Material for the task: Begin

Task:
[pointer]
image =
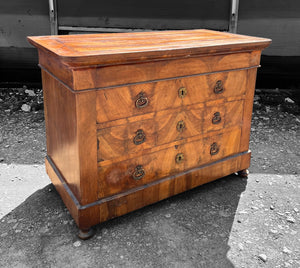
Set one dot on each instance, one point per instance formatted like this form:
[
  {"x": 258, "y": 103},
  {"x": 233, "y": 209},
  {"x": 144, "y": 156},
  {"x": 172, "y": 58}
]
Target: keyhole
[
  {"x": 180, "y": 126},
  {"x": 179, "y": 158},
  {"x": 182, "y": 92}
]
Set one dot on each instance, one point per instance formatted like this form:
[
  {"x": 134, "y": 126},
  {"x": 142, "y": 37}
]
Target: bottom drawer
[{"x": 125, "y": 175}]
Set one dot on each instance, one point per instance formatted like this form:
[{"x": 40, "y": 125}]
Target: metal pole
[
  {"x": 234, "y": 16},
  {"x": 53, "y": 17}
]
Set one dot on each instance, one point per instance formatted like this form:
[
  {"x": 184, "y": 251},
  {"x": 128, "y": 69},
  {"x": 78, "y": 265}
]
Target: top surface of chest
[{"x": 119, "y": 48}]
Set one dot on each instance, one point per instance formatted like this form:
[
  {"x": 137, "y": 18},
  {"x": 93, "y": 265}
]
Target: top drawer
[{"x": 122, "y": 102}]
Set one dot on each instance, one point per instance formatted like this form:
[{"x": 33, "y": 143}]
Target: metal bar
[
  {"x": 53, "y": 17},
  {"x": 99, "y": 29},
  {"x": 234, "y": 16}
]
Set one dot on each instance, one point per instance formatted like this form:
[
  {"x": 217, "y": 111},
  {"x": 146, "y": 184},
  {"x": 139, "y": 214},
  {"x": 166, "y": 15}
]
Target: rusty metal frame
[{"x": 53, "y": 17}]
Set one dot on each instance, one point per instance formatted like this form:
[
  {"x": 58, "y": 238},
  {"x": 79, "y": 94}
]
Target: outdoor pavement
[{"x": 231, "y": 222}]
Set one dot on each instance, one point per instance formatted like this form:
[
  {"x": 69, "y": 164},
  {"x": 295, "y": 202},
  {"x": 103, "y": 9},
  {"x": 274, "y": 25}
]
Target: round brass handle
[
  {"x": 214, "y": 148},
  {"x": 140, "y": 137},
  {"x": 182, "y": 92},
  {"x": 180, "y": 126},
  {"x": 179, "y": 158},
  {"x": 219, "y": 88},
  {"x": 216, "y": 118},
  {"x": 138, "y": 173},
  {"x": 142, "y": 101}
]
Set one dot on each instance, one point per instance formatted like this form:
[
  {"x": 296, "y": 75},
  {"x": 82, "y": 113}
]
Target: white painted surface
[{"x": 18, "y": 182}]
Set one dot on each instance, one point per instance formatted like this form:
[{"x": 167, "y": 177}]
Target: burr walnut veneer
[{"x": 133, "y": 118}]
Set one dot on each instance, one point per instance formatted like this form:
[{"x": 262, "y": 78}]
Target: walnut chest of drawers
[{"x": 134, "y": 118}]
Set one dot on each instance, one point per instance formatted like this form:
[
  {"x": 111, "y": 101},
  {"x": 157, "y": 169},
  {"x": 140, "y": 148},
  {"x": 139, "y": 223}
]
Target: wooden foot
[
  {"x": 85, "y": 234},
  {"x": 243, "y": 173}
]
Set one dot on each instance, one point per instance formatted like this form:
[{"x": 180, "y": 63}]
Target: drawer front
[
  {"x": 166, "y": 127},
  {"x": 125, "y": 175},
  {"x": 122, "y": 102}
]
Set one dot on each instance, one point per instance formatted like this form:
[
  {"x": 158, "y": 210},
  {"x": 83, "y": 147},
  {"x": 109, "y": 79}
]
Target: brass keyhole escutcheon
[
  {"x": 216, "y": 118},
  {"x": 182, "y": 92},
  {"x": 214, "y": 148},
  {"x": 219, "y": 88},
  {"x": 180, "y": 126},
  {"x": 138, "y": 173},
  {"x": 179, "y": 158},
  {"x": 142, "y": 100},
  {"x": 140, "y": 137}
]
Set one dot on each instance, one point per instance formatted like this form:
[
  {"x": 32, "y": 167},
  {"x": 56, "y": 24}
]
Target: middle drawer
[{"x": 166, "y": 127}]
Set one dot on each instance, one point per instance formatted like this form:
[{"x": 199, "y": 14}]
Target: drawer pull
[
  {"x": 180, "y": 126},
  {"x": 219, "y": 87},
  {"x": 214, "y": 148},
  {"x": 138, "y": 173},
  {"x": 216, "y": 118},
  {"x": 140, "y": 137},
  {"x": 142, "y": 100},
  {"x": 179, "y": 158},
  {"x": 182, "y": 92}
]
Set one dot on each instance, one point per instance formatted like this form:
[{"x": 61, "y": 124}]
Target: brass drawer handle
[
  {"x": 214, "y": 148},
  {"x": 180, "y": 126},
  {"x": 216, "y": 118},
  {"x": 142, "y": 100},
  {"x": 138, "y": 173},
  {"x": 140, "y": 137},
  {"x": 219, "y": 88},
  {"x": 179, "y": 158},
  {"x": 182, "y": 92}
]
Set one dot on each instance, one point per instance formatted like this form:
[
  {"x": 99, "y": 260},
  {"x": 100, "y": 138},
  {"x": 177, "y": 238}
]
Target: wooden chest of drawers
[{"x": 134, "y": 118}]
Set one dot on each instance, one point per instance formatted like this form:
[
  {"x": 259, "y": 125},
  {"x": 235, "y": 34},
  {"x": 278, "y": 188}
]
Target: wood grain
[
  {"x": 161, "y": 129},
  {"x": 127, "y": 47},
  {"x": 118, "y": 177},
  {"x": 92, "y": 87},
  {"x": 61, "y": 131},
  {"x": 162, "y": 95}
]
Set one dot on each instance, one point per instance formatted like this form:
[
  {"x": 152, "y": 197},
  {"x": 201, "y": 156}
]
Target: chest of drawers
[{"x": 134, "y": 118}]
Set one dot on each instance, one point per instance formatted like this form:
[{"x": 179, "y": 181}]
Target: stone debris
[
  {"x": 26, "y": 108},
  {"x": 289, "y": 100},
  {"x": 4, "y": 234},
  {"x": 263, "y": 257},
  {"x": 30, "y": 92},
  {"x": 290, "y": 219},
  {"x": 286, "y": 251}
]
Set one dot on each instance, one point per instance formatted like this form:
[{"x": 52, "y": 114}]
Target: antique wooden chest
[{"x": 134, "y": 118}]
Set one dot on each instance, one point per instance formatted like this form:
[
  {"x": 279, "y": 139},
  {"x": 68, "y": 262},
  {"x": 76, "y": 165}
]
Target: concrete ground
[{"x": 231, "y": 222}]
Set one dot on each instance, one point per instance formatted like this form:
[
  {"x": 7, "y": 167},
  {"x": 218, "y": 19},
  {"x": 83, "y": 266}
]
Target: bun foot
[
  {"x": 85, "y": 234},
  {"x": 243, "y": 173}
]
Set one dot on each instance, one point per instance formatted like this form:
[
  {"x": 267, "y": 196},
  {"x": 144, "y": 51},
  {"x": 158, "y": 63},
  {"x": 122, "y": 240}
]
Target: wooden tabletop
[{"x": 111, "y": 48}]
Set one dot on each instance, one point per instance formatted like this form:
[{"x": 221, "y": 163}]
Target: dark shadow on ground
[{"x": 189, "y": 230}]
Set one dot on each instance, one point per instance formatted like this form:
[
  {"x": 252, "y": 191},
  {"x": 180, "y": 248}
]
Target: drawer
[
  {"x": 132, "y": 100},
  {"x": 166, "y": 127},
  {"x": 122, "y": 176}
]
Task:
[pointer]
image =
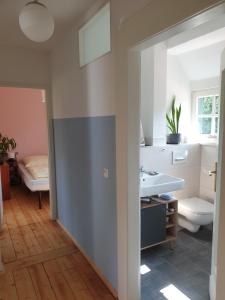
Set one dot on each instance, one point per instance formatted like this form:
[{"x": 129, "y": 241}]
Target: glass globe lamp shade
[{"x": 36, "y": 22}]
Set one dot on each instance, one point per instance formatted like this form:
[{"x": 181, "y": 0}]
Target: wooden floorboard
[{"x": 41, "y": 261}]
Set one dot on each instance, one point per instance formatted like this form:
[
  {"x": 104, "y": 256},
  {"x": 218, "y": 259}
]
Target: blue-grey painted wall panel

Material for the task: End

- Task prompt
Your answer must be an exact copy of the records, free of images.

- Solution below
Task:
[pointer]
image =
Set one dot on each instance, one point per instance formatted like this form:
[
  {"x": 258, "y": 103},
  {"x": 233, "y": 209},
  {"x": 144, "y": 156},
  {"x": 172, "y": 58}
]
Target: keyhole
[
  {"x": 180, "y": 126},
  {"x": 179, "y": 158},
  {"x": 182, "y": 92}
]
Set one dot on each instance, one point per instance formatted like this form:
[
  {"x": 134, "y": 126},
  {"x": 142, "y": 37}
]
Target: bottom drawer
[{"x": 125, "y": 175}]
Set one dot on each instance, one point per instance formatted like this form:
[{"x": 40, "y": 125}]
Target: metal pole
[
  {"x": 234, "y": 16},
  {"x": 53, "y": 17}
]
Set one dot on each instance, one point per instance formatted like this form:
[
  {"x": 184, "y": 251},
  {"x": 128, "y": 69},
  {"x": 78, "y": 265}
]
Target: top surface of chest
[{"x": 119, "y": 48}]
Set one dot on each instance, one point per instance formatted like this form:
[
  {"x": 137, "y": 18},
  {"x": 93, "y": 265}
]
Target: top drawer
[{"x": 122, "y": 102}]
Set one dot on each instance, one point per instance formatted like this form:
[{"x": 33, "y": 143}]
Target: metal bar
[
  {"x": 53, "y": 17},
  {"x": 99, "y": 29},
  {"x": 234, "y": 16}
]
Set one dot on each instance, one point per instance formatted like this form:
[
  {"x": 217, "y": 111},
  {"x": 146, "y": 184},
  {"x": 139, "y": 214},
  {"x": 166, "y": 15}
]
Target: rusty metal frame
[{"x": 53, "y": 17}]
Set one dot on each instance, one point per instance formatted like this form:
[
  {"x": 58, "y": 238},
  {"x": 79, "y": 94}
]
Target: outdoor pavement
[{"x": 231, "y": 222}]
Set one dot on each instance, one point per instance formatted like this form:
[
  {"x": 69, "y": 164},
  {"x": 295, "y": 202},
  {"x": 103, "y": 9},
  {"x": 274, "y": 25}
]
Target: round brass handle
[
  {"x": 214, "y": 148},
  {"x": 140, "y": 137},
  {"x": 182, "y": 92},
  {"x": 180, "y": 126},
  {"x": 179, "y": 158},
  {"x": 219, "y": 88},
  {"x": 216, "y": 118},
  {"x": 138, "y": 173},
  {"x": 142, "y": 101}
]
Set one dot on each instance, one point per instance formatted like this form:
[
  {"x": 296, "y": 75},
  {"x": 82, "y": 113}
]
Target: white painted surface
[{"x": 18, "y": 182}]
Set one dot on each instance, one point per instance formatted like this form:
[{"x": 167, "y": 177}]
Target: burr walnut veneer
[{"x": 133, "y": 118}]
Set one dot on each instance, one point per instance formatted like this form:
[{"x": 262, "y": 78}]
Target: walnut chest of drawers
[{"x": 134, "y": 118}]
Set one dot on each instance, one point per instance formatted like this form:
[
  {"x": 111, "y": 101},
  {"x": 157, "y": 169},
  {"x": 140, "y": 148},
  {"x": 139, "y": 223}
]
Target: wooden foot
[
  {"x": 85, "y": 234},
  {"x": 243, "y": 173}
]
Set one dot on each instance, one point per instance formatted like this form:
[{"x": 180, "y": 63}]
Target: drawer front
[
  {"x": 166, "y": 127},
  {"x": 125, "y": 175},
  {"x": 122, "y": 102}
]
Set one dot on each instance, one point per instance formatted like this form:
[
  {"x": 158, "y": 210},
  {"x": 83, "y": 147},
  {"x": 109, "y": 79}
]
Target: brass keyhole escutcheon
[
  {"x": 216, "y": 118},
  {"x": 182, "y": 92},
  {"x": 214, "y": 148},
  {"x": 219, "y": 88},
  {"x": 180, "y": 126},
  {"x": 138, "y": 173},
  {"x": 179, "y": 158},
  {"x": 142, "y": 100},
  {"x": 140, "y": 137}
]
Set one dot on each instance, one point per instance formatted like this form:
[
  {"x": 32, "y": 167},
  {"x": 56, "y": 24}
]
Target: middle drawer
[{"x": 166, "y": 127}]
Set one dot on each instance, one point per instance formatted like this form:
[{"x": 199, "y": 14}]
Target: drawer pull
[
  {"x": 180, "y": 126},
  {"x": 219, "y": 87},
  {"x": 214, "y": 148},
  {"x": 138, "y": 173},
  {"x": 216, "y": 118},
  {"x": 140, "y": 137},
  {"x": 142, "y": 100},
  {"x": 179, "y": 158},
  {"x": 182, "y": 92}
]
Set one dot on each instance, one point per instance formatted like this form:
[{"x": 61, "y": 124}]
Target: brass drawer handle
[
  {"x": 214, "y": 148},
  {"x": 180, "y": 126},
  {"x": 216, "y": 118},
  {"x": 142, "y": 100},
  {"x": 138, "y": 173},
  {"x": 140, "y": 137},
  {"x": 219, "y": 88},
  {"x": 179, "y": 158},
  {"x": 182, "y": 92}
]
Set one dot on each instance, one point per instance formatted like this form:
[
  {"x": 99, "y": 260},
  {"x": 100, "y": 138},
  {"x": 177, "y": 238}
]
Target: wooden chest of drawers
[{"x": 134, "y": 118}]
Set one dot on each instance, one point per instance formatted like this form:
[
  {"x": 259, "y": 125},
  {"x": 235, "y": 34},
  {"x": 278, "y": 188}
]
Target: wood grain
[
  {"x": 161, "y": 129},
  {"x": 127, "y": 47},
  {"x": 118, "y": 177},
  {"x": 92, "y": 87},
  {"x": 61, "y": 131},
  {"x": 162, "y": 95}
]
Set one dot on each instance, one point per instance formatted like this form:
[
  {"x": 152, "y": 197},
  {"x": 201, "y": 156}
]
Target: chest of drawers
[{"x": 134, "y": 118}]
Set one dot on each instance, one point per instance formatted like this form:
[{"x": 179, "y": 181}]
Target: stone debris
[
  {"x": 26, "y": 108},
  {"x": 289, "y": 100},
  {"x": 4, "y": 234},
  {"x": 263, "y": 257},
  {"x": 30, "y": 92},
  {"x": 290, "y": 219},
  {"x": 286, "y": 251}
]
Set one dot on each instance, one point per instance formatted like this form:
[{"x": 52, "y": 114}]
Target: antique wooden chest
[{"x": 134, "y": 118}]
Set one dot on each instance, one point per instance formatted like this form:
[
  {"x": 279, "y": 139},
  {"x": 68, "y": 262},
  {"x": 76, "y": 165}
]
Target: concrete ground
[{"x": 231, "y": 222}]
Set one dot on each instance, one point per instance formatted like this form:
[
  {"x": 7, "y": 167},
  {"x": 218, "y": 19},
  {"x": 83, "y": 266}
]
Target: bun foot
[
  {"x": 85, "y": 234},
  {"x": 243, "y": 173}
]
Set one dot on each instance, one point per instance formatted like this form:
[
  {"x": 267, "y": 196},
  {"x": 144, "y": 51},
  {"x": 158, "y": 63},
  {"x": 122, "y": 240}
]
Target: wooden tabletop
[{"x": 111, "y": 48}]
Set one dot on each instance, one point per instance formatted like this form:
[{"x": 221, "y": 163}]
Target: dark shadow on ground
[{"x": 189, "y": 230}]
Set one dot on each instance, one point per instance formatted like this form:
[
  {"x": 252, "y": 191},
  {"x": 180, "y": 248}
]
Target: drawer
[
  {"x": 132, "y": 100},
  {"x": 166, "y": 127},
  {"x": 122, "y": 176}
]
Task:
[pointer]
image =
Set one dot on each instance, one point per instance formatted like this form:
[{"x": 129, "y": 241}]
Target: glass globe lamp shade
[{"x": 36, "y": 22}]
Set one dot on each instance, one point per instance formatted like this form:
[{"x": 181, "y": 0}]
Target: wooden floorboard
[{"x": 41, "y": 261}]
Set one dot on each instance, one point per instance formatted like this form:
[
  {"x": 104, "y": 256},
  {"x": 218, "y": 259}
]
Target: blue-grey painted wall panel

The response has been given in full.